### Aim
Please print exactly the lines running from the one that contains "[mark] glass building" to the end of the data, with both lines included.

───── Supplied data ─────

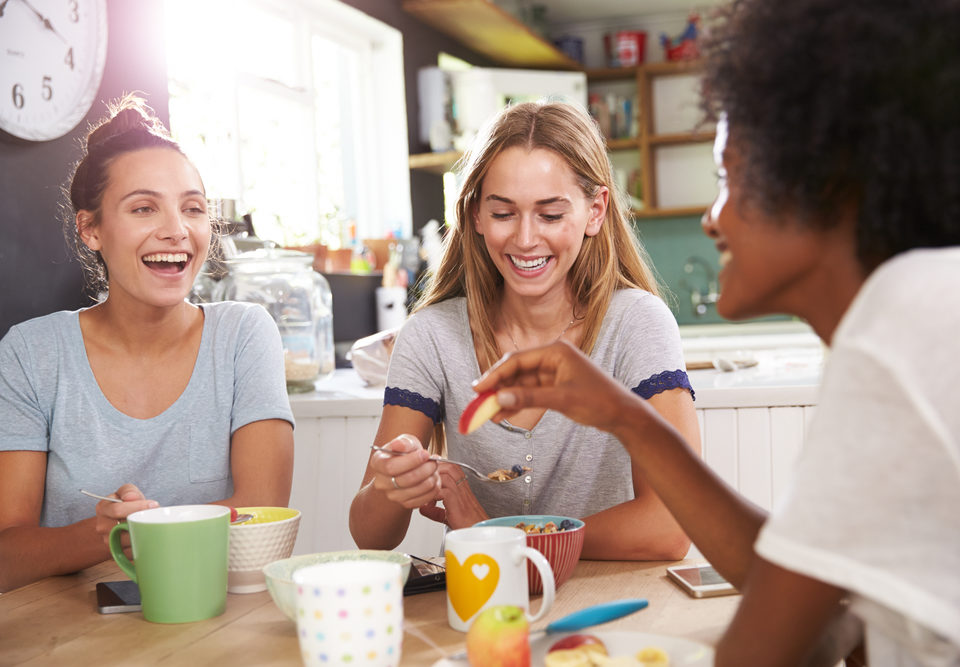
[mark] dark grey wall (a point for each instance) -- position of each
(37, 273)
(421, 45)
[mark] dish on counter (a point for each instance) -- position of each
(683, 652)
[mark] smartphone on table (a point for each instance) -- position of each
(118, 596)
(700, 581)
(425, 575)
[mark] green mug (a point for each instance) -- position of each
(179, 560)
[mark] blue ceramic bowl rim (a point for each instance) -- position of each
(539, 519)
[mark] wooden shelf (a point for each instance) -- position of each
(676, 212)
(680, 138)
(650, 142)
(596, 75)
(435, 163)
(491, 31)
(625, 144)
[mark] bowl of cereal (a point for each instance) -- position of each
(268, 535)
(558, 538)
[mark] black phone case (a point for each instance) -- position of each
(425, 583)
(118, 596)
(425, 576)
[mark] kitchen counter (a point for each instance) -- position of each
(784, 375)
(752, 426)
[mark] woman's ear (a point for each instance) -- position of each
(87, 231)
(598, 211)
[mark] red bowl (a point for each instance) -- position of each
(561, 549)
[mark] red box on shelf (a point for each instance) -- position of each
(625, 48)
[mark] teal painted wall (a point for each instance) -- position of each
(670, 243)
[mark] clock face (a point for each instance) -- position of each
(52, 54)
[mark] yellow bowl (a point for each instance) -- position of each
(279, 574)
(268, 536)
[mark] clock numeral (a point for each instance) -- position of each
(18, 95)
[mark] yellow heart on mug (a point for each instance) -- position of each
(471, 584)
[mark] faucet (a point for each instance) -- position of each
(701, 295)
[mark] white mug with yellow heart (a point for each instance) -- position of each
(486, 566)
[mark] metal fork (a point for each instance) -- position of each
(439, 459)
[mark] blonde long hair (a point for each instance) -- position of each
(611, 260)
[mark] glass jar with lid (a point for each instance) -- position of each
(300, 302)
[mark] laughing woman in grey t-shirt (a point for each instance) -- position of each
(542, 251)
(142, 390)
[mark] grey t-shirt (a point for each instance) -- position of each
(576, 470)
(50, 402)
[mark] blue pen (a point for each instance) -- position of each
(584, 618)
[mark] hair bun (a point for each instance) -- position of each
(129, 114)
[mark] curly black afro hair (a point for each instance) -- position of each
(840, 102)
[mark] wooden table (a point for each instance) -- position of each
(55, 621)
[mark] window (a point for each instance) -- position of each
(296, 110)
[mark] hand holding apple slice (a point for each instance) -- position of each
(480, 409)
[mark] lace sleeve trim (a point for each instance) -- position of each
(411, 399)
(654, 384)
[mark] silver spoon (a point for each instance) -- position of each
(439, 459)
(240, 517)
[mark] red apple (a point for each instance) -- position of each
(575, 641)
(499, 637)
(479, 410)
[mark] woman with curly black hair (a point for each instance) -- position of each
(838, 150)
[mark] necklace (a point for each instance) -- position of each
(517, 347)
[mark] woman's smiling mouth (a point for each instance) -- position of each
(167, 262)
(529, 264)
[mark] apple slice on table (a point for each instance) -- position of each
(479, 410)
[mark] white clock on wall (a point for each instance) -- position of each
(52, 54)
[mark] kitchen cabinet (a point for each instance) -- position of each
(488, 29)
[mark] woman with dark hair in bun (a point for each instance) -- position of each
(142, 390)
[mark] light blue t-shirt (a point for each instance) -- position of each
(50, 402)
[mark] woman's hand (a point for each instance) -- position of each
(410, 480)
(460, 507)
(110, 514)
(558, 377)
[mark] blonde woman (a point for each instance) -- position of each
(542, 251)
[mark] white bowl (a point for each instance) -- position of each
(279, 574)
(267, 537)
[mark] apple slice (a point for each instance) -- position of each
(479, 410)
(576, 641)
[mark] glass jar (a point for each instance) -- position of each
(300, 302)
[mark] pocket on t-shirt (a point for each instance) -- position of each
(209, 462)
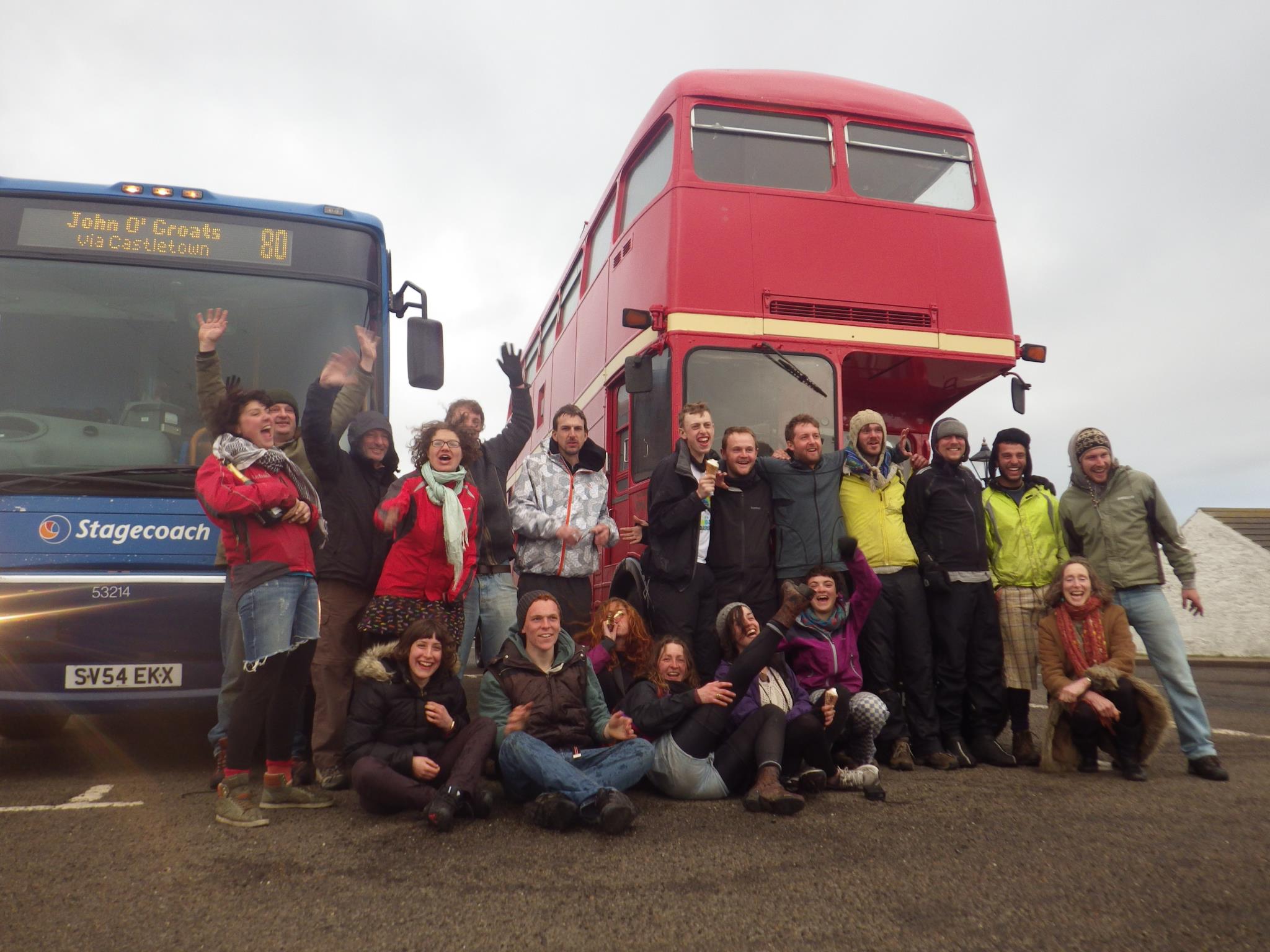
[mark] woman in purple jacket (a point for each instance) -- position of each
(822, 649)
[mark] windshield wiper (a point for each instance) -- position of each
(778, 358)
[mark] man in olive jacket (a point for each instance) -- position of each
(1118, 519)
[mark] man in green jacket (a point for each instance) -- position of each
(1025, 550)
(1117, 518)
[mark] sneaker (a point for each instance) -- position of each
(1208, 767)
(860, 778)
(234, 805)
(1023, 746)
(902, 757)
(281, 794)
(961, 753)
(219, 752)
(332, 778)
(990, 751)
(551, 811)
(616, 811)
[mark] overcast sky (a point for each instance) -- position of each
(1124, 146)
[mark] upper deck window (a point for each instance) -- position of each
(649, 175)
(771, 150)
(897, 165)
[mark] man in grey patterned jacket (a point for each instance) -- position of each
(561, 516)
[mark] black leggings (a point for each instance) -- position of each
(271, 700)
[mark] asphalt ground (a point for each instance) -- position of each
(984, 858)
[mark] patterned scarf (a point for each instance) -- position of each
(878, 477)
(1090, 617)
(242, 454)
(443, 489)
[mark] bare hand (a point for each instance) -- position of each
(1192, 596)
(634, 535)
(717, 692)
(300, 513)
(425, 769)
(518, 718)
(1072, 691)
(620, 728)
(368, 342)
(210, 330)
(438, 716)
(339, 369)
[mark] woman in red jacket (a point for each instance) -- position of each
(266, 509)
(436, 524)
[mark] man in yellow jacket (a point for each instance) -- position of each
(895, 643)
(1025, 549)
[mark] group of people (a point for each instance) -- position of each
(797, 620)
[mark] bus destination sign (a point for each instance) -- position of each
(148, 232)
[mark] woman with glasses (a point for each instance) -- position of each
(435, 521)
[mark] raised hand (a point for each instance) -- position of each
(211, 329)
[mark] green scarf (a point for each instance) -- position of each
(454, 523)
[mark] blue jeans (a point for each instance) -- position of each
(492, 602)
(530, 769)
(1153, 620)
(231, 658)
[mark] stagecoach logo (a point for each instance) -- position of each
(55, 528)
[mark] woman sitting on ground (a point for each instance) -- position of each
(1086, 662)
(618, 646)
(408, 736)
(775, 685)
(699, 752)
(436, 522)
(267, 509)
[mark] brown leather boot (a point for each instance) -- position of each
(768, 795)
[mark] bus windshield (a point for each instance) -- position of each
(97, 361)
(757, 389)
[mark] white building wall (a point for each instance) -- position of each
(1233, 582)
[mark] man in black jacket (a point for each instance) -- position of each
(741, 531)
(350, 564)
(492, 599)
(681, 586)
(944, 517)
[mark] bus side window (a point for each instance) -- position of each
(652, 436)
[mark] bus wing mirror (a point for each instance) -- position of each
(426, 358)
(639, 374)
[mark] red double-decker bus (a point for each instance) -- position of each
(776, 243)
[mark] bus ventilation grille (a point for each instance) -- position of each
(853, 314)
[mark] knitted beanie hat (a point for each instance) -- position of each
(1090, 438)
(859, 421)
(1011, 434)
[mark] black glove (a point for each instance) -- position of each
(510, 362)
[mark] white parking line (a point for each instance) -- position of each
(88, 800)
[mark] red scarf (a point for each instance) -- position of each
(1090, 616)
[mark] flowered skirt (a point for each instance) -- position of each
(386, 617)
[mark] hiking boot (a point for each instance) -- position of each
(281, 794)
(860, 778)
(794, 599)
(901, 757)
(1024, 748)
(940, 760)
(219, 752)
(1208, 767)
(961, 752)
(332, 778)
(234, 804)
(443, 809)
(551, 811)
(616, 811)
(990, 751)
(768, 795)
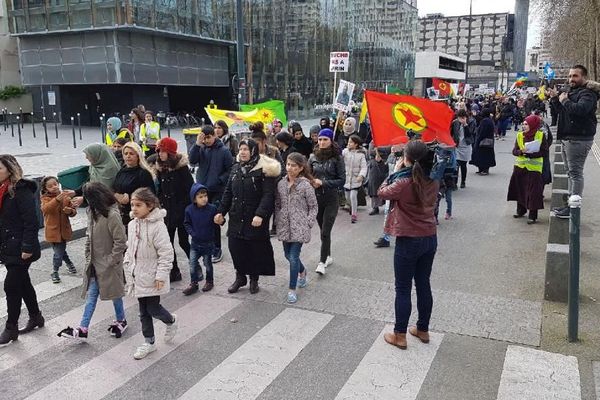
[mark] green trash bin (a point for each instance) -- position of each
(74, 178)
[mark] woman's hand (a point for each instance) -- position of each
(256, 221)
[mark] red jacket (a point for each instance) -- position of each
(407, 217)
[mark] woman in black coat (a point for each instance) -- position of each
(135, 174)
(249, 198)
(19, 246)
(484, 156)
(174, 184)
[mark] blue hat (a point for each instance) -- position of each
(326, 133)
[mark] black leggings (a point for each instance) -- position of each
(17, 287)
(326, 215)
(462, 165)
(184, 242)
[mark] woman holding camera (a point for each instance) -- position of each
(413, 197)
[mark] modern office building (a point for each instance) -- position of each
(105, 56)
(488, 42)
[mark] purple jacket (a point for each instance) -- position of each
(295, 210)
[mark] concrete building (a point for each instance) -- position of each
(487, 41)
(429, 65)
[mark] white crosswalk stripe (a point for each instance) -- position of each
(530, 374)
(389, 373)
(383, 372)
(252, 367)
(47, 290)
(99, 377)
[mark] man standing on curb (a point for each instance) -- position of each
(576, 128)
(214, 165)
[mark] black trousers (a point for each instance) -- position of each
(184, 242)
(150, 307)
(18, 288)
(462, 165)
(326, 215)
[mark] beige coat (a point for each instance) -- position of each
(149, 255)
(104, 247)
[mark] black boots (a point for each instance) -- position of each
(35, 321)
(10, 333)
(254, 286)
(240, 280)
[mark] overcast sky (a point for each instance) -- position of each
(461, 7)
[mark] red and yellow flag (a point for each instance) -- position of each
(443, 86)
(393, 115)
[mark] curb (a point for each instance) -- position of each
(77, 234)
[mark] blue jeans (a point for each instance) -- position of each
(60, 255)
(413, 259)
(291, 250)
(90, 305)
(206, 252)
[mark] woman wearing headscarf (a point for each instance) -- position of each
(249, 198)
(526, 183)
(135, 174)
(19, 246)
(484, 156)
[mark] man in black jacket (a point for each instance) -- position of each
(576, 128)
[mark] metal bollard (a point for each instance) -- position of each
(79, 124)
(55, 125)
(45, 130)
(33, 124)
(574, 253)
(102, 139)
(73, 128)
(19, 128)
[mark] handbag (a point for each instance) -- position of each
(486, 143)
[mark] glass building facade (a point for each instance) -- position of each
(287, 42)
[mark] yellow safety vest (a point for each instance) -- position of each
(123, 133)
(531, 164)
(152, 138)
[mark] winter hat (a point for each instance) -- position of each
(167, 144)
(534, 123)
(284, 137)
(328, 133)
(115, 122)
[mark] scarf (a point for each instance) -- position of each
(405, 172)
(104, 166)
(3, 190)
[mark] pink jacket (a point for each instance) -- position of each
(295, 210)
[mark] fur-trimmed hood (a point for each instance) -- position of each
(271, 168)
(182, 162)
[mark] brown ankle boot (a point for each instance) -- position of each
(423, 336)
(396, 339)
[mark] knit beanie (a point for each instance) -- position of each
(167, 144)
(328, 133)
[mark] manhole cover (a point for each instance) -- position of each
(29, 155)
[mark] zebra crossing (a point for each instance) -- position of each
(265, 345)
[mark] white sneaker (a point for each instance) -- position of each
(143, 350)
(320, 269)
(171, 330)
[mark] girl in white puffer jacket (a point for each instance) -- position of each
(148, 262)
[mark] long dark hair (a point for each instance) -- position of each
(301, 161)
(99, 197)
(415, 152)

─────

### The completed task
[mark] glass building facade (a point for each instance) -- position of each
(287, 42)
[mark] yellow safety vest (a point for each instance) -- position of each
(123, 133)
(531, 164)
(152, 138)
[mark] winter hat (a point for each instance) -- position of each
(167, 144)
(534, 123)
(284, 137)
(328, 133)
(115, 122)
[mark] scarf (a point for each instance) -- position of each
(405, 172)
(104, 166)
(3, 190)
[mark] pink jacket (a point for each instance) -- position of each
(295, 210)
[mark] fur-trimmed hood (a point for each instance) -- position of each
(271, 168)
(182, 162)
[mark] brown ankle boot (a point for each instance) -- position of each
(423, 336)
(396, 339)
[mark] knit beanie (a point for each instance) -- position of each
(167, 144)
(328, 133)
[mark] manhole cover (a point for each instance) -- position of each
(29, 155)
[mark] zebra crossing (a point for each instance) -- position of each
(265, 345)
[mark] white sneaker (a point for each instance) -- position of each
(143, 350)
(320, 269)
(171, 330)
[mark] girl in white puffer jacket (a point for each instance) -- position of each
(148, 262)
[mark] long dark hair (a point for each instance) -- position of each
(301, 161)
(99, 197)
(415, 152)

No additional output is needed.